▸ **ASSIGNED TASK**:
Set all the entries down once more, with nothing altered.

(Natural-language object grounding data)

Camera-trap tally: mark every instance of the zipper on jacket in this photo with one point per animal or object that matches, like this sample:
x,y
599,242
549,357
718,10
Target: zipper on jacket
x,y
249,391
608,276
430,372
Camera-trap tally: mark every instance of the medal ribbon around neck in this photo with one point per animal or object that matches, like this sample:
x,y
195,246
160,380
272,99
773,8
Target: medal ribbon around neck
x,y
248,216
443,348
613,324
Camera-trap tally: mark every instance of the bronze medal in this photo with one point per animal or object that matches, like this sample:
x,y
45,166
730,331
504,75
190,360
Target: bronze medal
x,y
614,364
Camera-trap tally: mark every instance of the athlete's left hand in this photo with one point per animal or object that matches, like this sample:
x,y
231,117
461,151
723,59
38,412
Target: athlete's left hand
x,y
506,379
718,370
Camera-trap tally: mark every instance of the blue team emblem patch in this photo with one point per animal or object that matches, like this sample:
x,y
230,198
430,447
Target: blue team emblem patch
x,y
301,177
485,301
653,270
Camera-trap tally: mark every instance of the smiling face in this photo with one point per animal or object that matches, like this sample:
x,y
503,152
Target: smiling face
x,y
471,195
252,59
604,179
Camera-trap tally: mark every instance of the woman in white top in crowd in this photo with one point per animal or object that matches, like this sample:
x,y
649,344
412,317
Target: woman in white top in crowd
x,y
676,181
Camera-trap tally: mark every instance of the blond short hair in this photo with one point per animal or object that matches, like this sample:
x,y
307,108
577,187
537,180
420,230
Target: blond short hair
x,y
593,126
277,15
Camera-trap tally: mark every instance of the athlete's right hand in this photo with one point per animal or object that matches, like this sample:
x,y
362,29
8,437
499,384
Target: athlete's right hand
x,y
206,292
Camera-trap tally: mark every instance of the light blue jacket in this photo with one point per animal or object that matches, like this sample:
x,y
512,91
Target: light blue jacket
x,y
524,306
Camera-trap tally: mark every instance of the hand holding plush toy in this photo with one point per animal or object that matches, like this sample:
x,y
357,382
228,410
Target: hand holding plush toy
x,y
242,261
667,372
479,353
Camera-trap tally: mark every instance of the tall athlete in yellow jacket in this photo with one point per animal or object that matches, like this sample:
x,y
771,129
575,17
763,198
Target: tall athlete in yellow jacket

▸ **SOLVED PROBLEM**:
Camera-trap tally: mark every instance of the zipper on jacket in this photo with one point per animal or object that matches, like this sample:
x,y
599,242
549,357
718,10
Target: zipper on jacket
x,y
249,391
608,276
430,372
Camera-trap tally: mark every instance of the medal ribbon around neck in this photo with one point per animal or object that matches, like this sample:
x,y
195,246
160,380
272,99
773,8
Target: medal ribbon around neck
x,y
248,216
443,348
613,324
Camera-trap tally: mark every instance of the bronze medal in this photo with one point per animal or object that matches, like this sample:
x,y
45,166
730,331
504,75
190,360
Target: bronze medal
x,y
614,364
Camera-trap tally: mark every instance of the athlete's left hand in this photo with one point per animal or object that matches, like this sample:
x,y
231,117
461,151
723,59
38,412
Target: athlete's left hand
x,y
506,379
718,370
Camera-trap tally: mark every instance of the blue team emblem patch in this photo with one point per animal or object that matches, like this sample:
x,y
230,198
430,447
Target: blue team emblem patch
x,y
301,177
485,301
653,270
Camera-trap tally: mark every instance of the smiling face in this photo with one point per animal or object that matches, like this sample:
x,y
503,152
Target: smiling face
x,y
471,195
252,59
604,179
Camera-trap tally: mark every instance of the woman in white top in crowd in this photo with one point per animal or object that matches, like this sample:
x,y
649,344
412,317
Target: woman in white top in crowd
x,y
676,181
Camera-trap tally: mark every instance of the blond short hair in this photo with one point per animal or object that matches, like this sample:
x,y
307,108
577,187
537,180
420,230
Target: blond short hair
x,y
593,126
277,15
Camera-trap tally: mark every instance of the athlete's right hand in this photo with one point per animal or object that matches, like this sample:
x,y
362,29
8,437
499,384
Target: athlete's right hand
x,y
206,292
Camera-trap tally: mark every instance of the light blue jacket in this photo with one point per animal or object that matches, like this sample:
x,y
512,91
Target: light blue jacket
x,y
524,306
Camera-trap tally: mark every instance of the hand holding plush toy in this photo with one point per animal or object that matches, like this sample:
x,y
357,382
228,410
Target: hand holding plush toy
x,y
242,261
667,372
479,353
Camera-trap tally: mark every instance of the tall athlete in yellow jacket in this photo with one point per animal or object that matches, like this sample:
x,y
771,129
575,17
763,198
Target: tall athlete in yellow jacket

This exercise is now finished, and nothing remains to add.